Wherever the string "juice" occurs in a line of these records, report that line.

[Dataset content]

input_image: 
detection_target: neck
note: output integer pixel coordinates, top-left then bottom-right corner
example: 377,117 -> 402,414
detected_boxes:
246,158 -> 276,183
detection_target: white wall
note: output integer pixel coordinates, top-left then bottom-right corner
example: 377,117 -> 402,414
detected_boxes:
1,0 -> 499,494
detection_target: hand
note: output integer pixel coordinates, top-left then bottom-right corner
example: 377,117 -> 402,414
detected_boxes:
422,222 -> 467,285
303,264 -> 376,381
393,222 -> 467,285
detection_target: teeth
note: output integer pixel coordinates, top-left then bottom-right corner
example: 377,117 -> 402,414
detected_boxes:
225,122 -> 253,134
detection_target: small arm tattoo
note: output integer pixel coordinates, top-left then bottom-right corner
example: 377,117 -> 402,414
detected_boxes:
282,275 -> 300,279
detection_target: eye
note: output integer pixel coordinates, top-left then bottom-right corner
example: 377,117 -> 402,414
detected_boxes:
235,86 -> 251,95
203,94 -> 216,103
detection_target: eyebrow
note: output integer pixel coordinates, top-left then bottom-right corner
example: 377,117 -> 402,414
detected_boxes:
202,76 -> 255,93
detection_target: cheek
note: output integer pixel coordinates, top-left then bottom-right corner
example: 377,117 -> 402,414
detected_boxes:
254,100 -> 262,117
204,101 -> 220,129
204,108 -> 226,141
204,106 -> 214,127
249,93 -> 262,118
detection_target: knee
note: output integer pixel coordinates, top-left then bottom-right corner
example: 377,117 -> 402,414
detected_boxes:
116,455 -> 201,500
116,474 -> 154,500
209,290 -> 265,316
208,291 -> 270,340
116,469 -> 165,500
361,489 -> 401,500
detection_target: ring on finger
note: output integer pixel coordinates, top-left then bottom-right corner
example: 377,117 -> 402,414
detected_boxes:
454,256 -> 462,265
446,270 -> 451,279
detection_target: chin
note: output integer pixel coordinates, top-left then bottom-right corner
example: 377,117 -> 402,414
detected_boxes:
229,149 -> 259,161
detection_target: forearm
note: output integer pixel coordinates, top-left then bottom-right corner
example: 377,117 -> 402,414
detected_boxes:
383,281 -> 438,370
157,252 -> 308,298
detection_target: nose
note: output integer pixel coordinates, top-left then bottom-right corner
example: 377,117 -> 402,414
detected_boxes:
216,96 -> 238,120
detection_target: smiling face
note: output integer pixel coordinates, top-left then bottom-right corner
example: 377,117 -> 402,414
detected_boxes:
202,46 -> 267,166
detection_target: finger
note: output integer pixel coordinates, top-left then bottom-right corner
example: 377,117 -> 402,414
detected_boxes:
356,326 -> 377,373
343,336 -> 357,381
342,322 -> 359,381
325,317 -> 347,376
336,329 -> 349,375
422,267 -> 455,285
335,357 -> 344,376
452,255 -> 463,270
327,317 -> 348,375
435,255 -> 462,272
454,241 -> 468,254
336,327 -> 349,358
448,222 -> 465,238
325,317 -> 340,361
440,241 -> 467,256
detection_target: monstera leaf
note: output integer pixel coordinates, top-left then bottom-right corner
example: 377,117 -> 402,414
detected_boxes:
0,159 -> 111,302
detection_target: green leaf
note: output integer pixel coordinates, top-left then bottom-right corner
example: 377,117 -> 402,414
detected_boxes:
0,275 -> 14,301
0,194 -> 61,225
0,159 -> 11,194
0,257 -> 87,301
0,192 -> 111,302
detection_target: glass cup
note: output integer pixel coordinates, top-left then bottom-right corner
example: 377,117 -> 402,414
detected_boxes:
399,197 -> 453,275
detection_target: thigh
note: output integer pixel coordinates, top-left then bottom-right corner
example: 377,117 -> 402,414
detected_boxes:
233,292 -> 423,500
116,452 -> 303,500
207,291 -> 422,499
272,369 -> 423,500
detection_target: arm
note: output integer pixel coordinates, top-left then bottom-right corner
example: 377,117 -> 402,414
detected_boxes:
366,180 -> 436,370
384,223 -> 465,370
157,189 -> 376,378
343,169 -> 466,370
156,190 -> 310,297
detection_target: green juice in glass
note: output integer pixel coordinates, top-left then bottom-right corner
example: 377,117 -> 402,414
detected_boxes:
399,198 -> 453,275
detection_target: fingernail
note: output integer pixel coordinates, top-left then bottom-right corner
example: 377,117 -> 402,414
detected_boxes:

[/Dataset content]
[Dataset content]

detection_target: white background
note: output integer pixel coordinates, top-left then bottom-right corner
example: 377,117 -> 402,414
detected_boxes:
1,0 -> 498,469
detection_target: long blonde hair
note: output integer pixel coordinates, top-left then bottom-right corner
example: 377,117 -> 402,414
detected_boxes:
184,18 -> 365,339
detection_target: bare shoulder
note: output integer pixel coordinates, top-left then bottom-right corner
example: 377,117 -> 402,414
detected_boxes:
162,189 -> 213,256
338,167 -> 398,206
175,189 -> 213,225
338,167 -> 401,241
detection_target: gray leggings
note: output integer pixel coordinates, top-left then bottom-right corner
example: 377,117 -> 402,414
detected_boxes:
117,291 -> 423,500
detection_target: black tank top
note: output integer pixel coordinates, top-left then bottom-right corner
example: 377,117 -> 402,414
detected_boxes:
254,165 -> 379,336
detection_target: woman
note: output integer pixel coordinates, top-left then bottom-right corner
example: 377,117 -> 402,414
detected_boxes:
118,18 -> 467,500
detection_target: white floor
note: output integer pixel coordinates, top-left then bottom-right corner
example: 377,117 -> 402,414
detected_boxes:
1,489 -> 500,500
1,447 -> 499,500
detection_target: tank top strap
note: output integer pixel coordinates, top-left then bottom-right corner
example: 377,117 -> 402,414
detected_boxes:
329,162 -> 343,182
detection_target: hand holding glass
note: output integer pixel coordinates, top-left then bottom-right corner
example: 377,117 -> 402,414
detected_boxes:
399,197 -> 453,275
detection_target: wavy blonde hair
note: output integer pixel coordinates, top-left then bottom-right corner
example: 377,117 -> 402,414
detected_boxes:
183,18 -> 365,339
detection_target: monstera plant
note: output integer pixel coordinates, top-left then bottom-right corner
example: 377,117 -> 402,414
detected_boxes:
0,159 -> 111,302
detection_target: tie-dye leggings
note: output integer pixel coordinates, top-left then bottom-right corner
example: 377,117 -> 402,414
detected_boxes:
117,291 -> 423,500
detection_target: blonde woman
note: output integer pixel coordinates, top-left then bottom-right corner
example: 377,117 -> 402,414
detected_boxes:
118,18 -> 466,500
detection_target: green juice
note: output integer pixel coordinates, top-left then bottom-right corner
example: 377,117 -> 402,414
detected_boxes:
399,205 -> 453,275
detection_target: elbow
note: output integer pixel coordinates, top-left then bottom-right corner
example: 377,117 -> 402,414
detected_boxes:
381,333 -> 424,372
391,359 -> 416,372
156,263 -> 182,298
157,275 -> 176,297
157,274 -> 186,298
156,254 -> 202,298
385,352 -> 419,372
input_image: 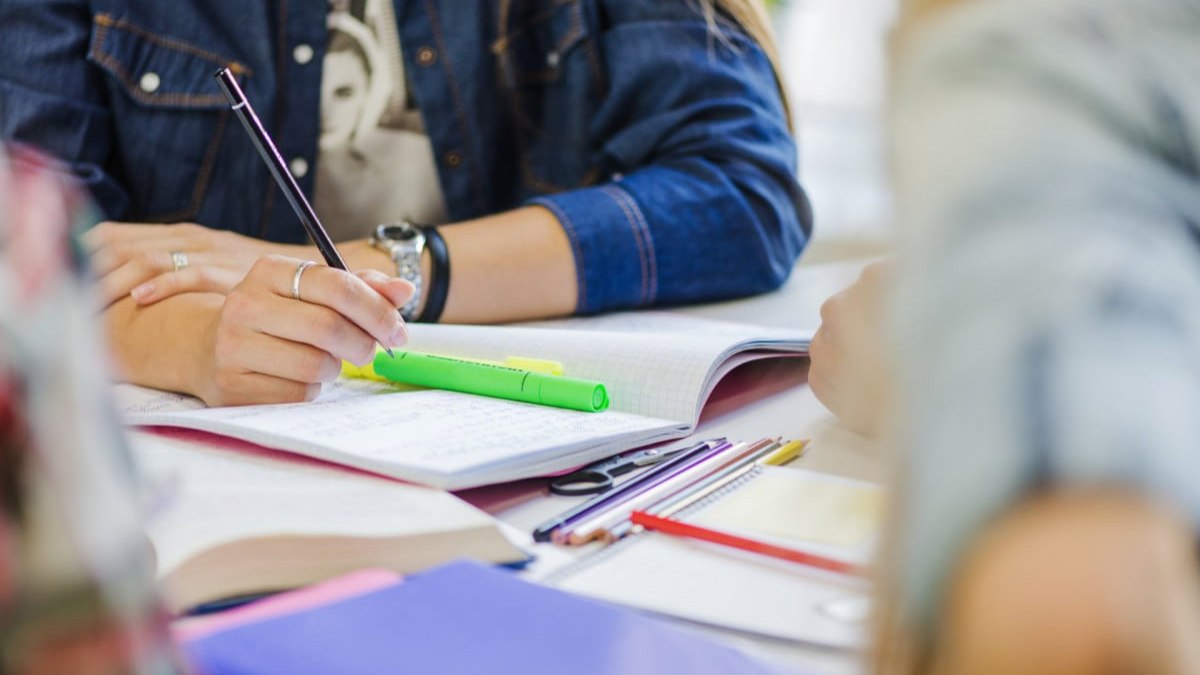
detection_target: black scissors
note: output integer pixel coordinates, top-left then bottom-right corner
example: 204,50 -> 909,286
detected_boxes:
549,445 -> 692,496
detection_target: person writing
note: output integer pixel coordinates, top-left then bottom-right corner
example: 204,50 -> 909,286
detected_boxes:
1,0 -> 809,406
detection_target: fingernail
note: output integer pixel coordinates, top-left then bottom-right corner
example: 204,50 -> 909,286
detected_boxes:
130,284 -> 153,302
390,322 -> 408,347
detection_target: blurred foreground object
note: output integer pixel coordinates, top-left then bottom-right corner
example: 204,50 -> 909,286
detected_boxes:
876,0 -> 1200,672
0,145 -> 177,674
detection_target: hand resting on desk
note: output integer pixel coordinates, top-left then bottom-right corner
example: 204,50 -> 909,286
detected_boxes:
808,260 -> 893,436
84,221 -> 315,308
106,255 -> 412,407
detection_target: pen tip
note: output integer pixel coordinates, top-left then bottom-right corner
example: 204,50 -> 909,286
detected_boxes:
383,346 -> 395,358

[/Dataset content]

> Exercise response
detection_target: green juice in glass
detection_target: green juice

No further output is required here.